• [Exercise] Reproduce only the stretch from the line containing "the windshield in" through the end of the records below, changing "front door" to "rear door" and leaving all else as is.

▼

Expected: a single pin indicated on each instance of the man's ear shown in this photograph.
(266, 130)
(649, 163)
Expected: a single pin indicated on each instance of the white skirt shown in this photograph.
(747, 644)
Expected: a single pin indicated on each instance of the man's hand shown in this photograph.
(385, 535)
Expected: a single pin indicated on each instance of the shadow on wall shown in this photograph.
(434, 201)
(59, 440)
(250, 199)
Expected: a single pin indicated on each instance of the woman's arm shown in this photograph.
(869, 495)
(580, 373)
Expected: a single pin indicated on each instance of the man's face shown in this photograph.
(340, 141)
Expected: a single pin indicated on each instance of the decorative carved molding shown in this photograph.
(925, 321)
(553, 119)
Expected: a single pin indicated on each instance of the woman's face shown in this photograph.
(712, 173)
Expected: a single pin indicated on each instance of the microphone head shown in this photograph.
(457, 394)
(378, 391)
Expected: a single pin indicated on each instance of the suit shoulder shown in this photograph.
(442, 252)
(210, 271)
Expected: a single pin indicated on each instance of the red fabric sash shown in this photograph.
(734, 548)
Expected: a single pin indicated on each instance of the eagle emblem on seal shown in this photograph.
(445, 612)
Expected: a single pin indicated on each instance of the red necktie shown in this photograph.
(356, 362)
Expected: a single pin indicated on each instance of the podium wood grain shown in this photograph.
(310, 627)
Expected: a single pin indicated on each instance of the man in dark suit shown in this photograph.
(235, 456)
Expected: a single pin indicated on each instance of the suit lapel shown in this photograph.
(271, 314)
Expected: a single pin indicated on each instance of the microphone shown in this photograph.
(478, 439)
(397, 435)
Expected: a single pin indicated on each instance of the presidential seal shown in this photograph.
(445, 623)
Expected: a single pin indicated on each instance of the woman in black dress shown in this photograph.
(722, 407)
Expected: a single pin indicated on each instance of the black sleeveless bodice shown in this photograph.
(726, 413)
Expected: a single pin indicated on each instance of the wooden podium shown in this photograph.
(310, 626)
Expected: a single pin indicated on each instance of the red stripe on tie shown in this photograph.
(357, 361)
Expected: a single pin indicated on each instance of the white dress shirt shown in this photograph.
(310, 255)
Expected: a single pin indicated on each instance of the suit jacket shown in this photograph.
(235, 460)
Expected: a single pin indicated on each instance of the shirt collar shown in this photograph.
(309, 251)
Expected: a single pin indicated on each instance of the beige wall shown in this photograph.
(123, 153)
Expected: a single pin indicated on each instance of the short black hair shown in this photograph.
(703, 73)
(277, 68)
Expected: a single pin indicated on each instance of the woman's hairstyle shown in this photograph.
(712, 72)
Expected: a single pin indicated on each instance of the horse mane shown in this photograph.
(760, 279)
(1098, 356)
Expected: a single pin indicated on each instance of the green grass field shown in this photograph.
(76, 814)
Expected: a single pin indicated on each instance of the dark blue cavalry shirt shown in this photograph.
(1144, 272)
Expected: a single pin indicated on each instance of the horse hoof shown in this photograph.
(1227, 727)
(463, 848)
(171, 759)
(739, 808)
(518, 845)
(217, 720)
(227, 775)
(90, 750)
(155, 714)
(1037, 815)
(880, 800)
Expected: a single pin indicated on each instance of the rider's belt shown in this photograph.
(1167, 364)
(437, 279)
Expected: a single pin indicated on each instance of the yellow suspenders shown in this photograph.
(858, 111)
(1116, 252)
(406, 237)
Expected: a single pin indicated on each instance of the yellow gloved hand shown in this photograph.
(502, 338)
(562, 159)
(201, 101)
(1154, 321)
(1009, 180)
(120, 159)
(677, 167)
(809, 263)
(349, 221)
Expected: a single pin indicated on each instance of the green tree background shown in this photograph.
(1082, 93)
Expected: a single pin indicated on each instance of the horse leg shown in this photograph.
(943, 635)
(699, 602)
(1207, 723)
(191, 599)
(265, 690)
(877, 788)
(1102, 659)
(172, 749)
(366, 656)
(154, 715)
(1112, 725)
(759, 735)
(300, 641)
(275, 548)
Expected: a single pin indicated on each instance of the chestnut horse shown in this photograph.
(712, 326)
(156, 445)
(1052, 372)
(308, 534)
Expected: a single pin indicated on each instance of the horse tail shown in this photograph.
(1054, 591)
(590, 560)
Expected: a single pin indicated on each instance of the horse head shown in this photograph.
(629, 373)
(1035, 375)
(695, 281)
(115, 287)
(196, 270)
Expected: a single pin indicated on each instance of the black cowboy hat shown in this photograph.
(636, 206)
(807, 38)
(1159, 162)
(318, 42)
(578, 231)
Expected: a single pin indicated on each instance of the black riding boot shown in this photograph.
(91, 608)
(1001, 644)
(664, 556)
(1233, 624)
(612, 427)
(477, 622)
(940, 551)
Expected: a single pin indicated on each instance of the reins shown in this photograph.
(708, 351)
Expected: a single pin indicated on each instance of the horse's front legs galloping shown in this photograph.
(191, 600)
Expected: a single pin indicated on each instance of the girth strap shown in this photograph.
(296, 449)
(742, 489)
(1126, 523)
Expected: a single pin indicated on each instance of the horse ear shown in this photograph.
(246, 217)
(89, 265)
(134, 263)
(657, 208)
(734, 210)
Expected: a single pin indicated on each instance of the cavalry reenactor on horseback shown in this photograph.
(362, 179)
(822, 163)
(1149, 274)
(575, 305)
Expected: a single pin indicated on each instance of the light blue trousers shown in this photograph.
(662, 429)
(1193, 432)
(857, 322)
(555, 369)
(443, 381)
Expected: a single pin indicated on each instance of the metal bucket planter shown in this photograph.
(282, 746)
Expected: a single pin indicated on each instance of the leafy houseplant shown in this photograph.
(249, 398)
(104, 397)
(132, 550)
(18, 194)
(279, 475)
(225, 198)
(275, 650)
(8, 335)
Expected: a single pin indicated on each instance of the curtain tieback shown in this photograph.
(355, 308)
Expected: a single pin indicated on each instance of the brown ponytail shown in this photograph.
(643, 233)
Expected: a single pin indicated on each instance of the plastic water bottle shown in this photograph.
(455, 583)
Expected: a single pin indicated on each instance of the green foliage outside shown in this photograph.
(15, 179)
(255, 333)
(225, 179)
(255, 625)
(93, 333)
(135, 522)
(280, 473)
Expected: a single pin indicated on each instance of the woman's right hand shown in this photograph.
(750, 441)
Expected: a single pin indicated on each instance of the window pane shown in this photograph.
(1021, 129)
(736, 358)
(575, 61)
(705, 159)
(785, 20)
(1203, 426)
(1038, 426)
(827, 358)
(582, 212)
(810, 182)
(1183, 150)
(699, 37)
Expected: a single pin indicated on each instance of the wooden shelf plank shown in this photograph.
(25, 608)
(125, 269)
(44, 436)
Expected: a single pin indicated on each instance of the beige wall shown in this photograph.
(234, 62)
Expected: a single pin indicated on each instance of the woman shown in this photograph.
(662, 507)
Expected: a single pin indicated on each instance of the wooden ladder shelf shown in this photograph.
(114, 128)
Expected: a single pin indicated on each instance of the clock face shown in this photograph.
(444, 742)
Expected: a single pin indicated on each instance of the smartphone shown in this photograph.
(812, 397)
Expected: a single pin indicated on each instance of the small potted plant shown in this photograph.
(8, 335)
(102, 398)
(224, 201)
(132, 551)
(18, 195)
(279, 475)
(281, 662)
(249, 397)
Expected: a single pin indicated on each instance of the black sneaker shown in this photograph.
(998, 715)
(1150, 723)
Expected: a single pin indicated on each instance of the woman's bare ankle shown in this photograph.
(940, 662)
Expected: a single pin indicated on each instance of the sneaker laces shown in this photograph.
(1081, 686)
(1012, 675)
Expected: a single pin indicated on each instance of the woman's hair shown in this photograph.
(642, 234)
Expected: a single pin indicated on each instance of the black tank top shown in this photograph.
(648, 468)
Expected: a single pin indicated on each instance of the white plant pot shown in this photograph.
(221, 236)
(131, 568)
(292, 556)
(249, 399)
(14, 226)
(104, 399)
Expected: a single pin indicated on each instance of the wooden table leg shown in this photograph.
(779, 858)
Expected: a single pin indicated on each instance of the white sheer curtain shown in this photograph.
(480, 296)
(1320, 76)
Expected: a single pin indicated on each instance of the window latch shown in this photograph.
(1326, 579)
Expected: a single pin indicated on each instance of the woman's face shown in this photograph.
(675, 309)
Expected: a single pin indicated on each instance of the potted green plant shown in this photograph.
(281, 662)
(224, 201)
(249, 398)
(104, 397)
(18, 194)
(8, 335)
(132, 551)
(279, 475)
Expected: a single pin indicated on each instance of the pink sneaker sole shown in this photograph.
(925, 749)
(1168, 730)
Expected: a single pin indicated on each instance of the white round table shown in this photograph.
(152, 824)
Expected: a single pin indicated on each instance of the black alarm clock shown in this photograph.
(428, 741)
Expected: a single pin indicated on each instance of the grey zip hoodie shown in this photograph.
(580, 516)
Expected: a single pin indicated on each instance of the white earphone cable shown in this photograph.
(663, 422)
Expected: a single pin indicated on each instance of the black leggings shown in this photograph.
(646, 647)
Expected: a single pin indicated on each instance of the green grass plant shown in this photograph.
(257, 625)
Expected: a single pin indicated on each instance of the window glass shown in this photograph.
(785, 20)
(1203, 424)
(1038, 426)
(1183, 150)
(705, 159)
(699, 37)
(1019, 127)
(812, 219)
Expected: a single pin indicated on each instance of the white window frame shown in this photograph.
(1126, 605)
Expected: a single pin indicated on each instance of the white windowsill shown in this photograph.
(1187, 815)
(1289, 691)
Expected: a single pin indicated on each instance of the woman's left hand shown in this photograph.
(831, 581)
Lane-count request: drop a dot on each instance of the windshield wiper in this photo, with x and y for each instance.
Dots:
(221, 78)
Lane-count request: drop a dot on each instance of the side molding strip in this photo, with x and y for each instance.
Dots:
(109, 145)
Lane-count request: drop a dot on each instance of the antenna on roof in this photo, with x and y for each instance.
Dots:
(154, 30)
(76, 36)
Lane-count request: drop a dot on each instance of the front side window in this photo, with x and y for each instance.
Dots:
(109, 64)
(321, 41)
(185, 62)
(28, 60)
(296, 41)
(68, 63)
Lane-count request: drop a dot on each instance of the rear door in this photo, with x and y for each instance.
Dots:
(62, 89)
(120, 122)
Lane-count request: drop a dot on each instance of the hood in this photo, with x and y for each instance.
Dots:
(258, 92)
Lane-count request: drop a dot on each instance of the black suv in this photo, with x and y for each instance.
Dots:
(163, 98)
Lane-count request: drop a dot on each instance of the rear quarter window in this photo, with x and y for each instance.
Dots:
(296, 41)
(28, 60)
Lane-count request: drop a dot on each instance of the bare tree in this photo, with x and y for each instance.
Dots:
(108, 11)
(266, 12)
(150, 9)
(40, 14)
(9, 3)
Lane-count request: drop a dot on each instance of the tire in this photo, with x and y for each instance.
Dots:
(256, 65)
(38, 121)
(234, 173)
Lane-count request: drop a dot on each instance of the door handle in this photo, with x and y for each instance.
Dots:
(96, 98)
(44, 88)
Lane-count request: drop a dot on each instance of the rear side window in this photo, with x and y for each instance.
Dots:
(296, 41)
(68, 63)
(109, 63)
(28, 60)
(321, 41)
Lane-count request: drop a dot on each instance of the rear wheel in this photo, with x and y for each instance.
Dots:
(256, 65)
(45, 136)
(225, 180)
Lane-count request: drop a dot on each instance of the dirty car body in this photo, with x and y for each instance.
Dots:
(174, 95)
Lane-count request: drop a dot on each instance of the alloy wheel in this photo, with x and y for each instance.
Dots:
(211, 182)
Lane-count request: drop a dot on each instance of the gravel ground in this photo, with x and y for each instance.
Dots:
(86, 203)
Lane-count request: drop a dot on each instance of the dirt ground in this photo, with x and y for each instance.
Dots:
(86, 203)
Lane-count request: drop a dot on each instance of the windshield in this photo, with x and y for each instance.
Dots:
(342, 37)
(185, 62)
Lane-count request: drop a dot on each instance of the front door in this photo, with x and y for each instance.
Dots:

▲

• [Written answer]
Lane-count request: drop a dot on each instance of the windshield in this photo, with x and y for each instance.
Dots:
(342, 37)
(185, 62)
Lane-count request: drop a dot on each instance of the rear door in this photo, with x and y for each instance.
Dots:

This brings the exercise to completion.